■ **EXERCISE BRIEF**:
Please arrange all of the data below as a numbered list, leaving out any blank lines.

■ **RECORDS TO PROCESS**:
begin
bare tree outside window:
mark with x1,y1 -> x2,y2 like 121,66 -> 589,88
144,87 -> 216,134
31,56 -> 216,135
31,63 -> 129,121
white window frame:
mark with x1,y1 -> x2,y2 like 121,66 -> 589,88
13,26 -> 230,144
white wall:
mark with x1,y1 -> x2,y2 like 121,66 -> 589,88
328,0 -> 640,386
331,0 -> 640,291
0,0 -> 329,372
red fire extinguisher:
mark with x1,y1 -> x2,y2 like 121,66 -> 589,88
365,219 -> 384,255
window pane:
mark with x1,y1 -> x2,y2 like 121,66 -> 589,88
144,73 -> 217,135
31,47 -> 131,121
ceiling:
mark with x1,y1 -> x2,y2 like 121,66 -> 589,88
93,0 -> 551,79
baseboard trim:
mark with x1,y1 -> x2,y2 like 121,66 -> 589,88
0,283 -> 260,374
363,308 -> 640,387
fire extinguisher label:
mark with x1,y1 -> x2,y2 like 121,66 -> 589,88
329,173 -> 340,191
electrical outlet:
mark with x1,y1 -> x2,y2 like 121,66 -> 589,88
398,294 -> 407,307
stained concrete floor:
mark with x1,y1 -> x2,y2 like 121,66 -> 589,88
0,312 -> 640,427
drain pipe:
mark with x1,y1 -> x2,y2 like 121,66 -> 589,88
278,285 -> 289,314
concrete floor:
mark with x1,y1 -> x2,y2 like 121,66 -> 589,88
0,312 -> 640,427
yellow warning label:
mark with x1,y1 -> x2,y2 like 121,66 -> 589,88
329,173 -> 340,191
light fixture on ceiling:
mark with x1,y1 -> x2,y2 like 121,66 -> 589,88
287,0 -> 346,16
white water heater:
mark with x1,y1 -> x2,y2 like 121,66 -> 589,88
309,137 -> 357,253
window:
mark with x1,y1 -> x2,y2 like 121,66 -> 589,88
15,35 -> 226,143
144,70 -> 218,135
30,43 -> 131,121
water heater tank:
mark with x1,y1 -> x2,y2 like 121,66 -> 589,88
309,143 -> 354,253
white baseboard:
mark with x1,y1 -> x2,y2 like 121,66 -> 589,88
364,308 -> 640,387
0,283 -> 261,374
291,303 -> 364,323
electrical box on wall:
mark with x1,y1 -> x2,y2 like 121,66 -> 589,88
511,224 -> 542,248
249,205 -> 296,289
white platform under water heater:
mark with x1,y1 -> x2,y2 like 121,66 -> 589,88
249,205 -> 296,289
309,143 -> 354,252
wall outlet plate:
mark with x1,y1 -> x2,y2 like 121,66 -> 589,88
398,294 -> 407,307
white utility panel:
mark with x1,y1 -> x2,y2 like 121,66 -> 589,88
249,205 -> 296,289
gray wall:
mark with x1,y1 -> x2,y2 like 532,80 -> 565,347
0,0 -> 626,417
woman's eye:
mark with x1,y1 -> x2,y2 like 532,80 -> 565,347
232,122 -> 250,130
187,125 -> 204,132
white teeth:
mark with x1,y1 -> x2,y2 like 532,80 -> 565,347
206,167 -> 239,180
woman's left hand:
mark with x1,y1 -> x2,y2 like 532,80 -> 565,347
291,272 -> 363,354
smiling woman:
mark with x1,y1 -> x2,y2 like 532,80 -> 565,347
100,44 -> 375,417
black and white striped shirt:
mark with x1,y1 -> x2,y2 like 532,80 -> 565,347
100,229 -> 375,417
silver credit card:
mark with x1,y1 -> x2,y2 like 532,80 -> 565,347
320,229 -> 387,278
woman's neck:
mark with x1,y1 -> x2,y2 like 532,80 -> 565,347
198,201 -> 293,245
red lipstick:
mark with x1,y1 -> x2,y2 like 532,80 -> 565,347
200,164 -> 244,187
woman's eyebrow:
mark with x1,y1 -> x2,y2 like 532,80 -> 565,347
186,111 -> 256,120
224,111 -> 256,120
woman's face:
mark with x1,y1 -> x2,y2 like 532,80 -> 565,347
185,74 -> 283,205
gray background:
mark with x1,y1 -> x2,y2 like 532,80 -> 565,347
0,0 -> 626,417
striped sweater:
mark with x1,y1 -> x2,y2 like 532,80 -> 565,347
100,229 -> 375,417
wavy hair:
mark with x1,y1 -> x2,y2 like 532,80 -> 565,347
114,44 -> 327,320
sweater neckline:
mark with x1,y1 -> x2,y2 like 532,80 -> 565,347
end
■ **WORKED SOLUTION**:
1. bare tree outside window:
2. mark with x1,y1 -> x2,y2 like 121,66 -> 589,88
3. 144,87 -> 216,134
4. 31,56 -> 216,135
5. 31,63 -> 129,121
6. white window frame:
7. mark with x1,y1 -> x2,y2 like 121,66 -> 589,88
8. 13,26 -> 230,144
9. white wall:
10. mark with x1,y1 -> x2,y2 like 121,66 -> 589,88
11. 328,0 -> 640,386
12. 331,0 -> 640,291
13. 0,0 -> 329,372
14. red fire extinguisher:
15. mark with x1,y1 -> x2,y2 like 121,66 -> 589,88
16. 365,219 -> 384,255
17. window pane:
18. mark with x1,y1 -> x2,y2 like 121,66 -> 589,88
19. 144,73 -> 217,135
20. 31,47 -> 131,121
21. ceiling:
22. mark with x1,y1 -> x2,y2 like 121,66 -> 589,88
23. 93,0 -> 551,79
24. baseboard trim:
25. mark with x1,y1 -> x2,y2 like 121,66 -> 589,88
26. 0,283 -> 260,374
27. 363,308 -> 640,387
28. fire extinguisher label:
29. mark with x1,y1 -> x2,y2 like 121,66 -> 589,88
30. 329,173 -> 340,191
31. electrical outlet:
32. mark with x1,y1 -> x2,y2 like 121,66 -> 589,88
33. 398,294 -> 407,307
34. stained concrete floor:
35. mark with x1,y1 -> x2,y2 like 121,66 -> 589,88
36. 0,312 -> 640,427
37. drain pipe:
38. mark with x1,y1 -> x2,y2 like 121,66 -> 589,88
39. 278,285 -> 289,314
40. concrete floor:
41. mark with x1,y1 -> x2,y2 like 121,66 -> 589,88
42. 0,312 -> 640,427
43. yellow warning label:
44. mark with x1,y1 -> x2,y2 like 121,66 -> 589,88
45. 329,173 -> 340,191
46. light fixture on ceiling:
47. mark with x1,y1 -> x2,y2 like 121,66 -> 589,88
48. 287,0 -> 346,16
49. white water heater:
50. mark with x1,y1 -> x2,y2 like 121,66 -> 589,88
51. 309,137 -> 357,253
52. window:
53. mark with x1,y1 -> x2,y2 like 121,66 -> 589,88
54. 15,35 -> 226,143
55. 144,70 -> 218,135
56. 30,43 -> 131,121
57. water heater tank:
58. mark with x1,y1 -> x2,y2 like 121,66 -> 589,88
59. 309,143 -> 354,253
60. white baseboard:
61. mark with x1,y1 -> x2,y2 like 121,66 -> 589,88
62. 364,308 -> 640,387
63. 0,283 -> 261,374
64. 291,303 -> 364,323
65. electrical box on wall:
66. mark with x1,y1 -> x2,y2 like 121,66 -> 589,88
67. 511,224 -> 542,248
68. 249,205 -> 296,289
69. white platform under water heater:
70. mark with x1,y1 -> x2,y2 like 121,66 -> 589,88
71. 249,205 -> 296,289
72. 309,143 -> 354,252
73. wall outlet plate:
74. mark with x1,y1 -> x2,y2 like 121,66 -> 589,88
75. 398,294 -> 407,307
76. white utility panel:
77. mark with x1,y1 -> x2,y2 like 121,66 -> 589,88
78. 249,205 -> 296,289
79. gray wall:
80. mark with x1,y1 -> x2,y2 like 532,80 -> 565,347
81. 0,0 -> 626,417
82. woman's eye:
83. mark with x1,y1 -> x2,y2 like 532,80 -> 565,347
84. 232,122 -> 250,130
85. 187,125 -> 204,132
86. white teeth:
87. mark with x1,y1 -> x2,y2 like 532,80 -> 565,347
88. 206,167 -> 239,180
89. woman's left hand:
90. mark with x1,y1 -> x2,y2 like 532,80 -> 565,347
91. 291,272 -> 363,354
92. smiling woman:
93. mark with x1,y1 -> x2,y2 like 532,80 -> 565,347
94. 100,44 -> 375,417
95. black and white striped shirt:
96. mark with x1,y1 -> x2,y2 like 532,80 -> 565,347
97. 100,229 -> 375,417
98. silver credit card:
99. mark with x1,y1 -> x2,y2 like 532,80 -> 565,347
100. 320,229 -> 387,278
101. woman's neck:
102. mark with x1,y1 -> x2,y2 like 532,80 -> 565,347
103. 198,201 -> 293,245
104. red lipstick:
105. mark with x1,y1 -> x2,y2 like 532,80 -> 565,347
106. 200,164 -> 244,187
107. woman's eyebrow:
108. mark with x1,y1 -> x2,y2 like 532,80 -> 565,347
109. 186,111 -> 256,120
110. 224,111 -> 256,120
111. woman's face:
112. mark with x1,y1 -> x2,y2 like 532,80 -> 565,347
113. 185,74 -> 283,205
114. gray background:
115. mark with x1,y1 -> x2,y2 like 532,80 -> 565,347
116. 0,0 -> 626,417
117. striped sweater:
118. mark with x1,y1 -> x2,y2 like 532,80 -> 565,347
119. 100,229 -> 375,417
120. wavy hair:
121. mark with x1,y1 -> x2,y2 like 532,80 -> 565,347
122. 114,44 -> 327,320
123. sweater neckline:
124. mark with x1,y1 -> x2,y2 like 532,80 -> 565,347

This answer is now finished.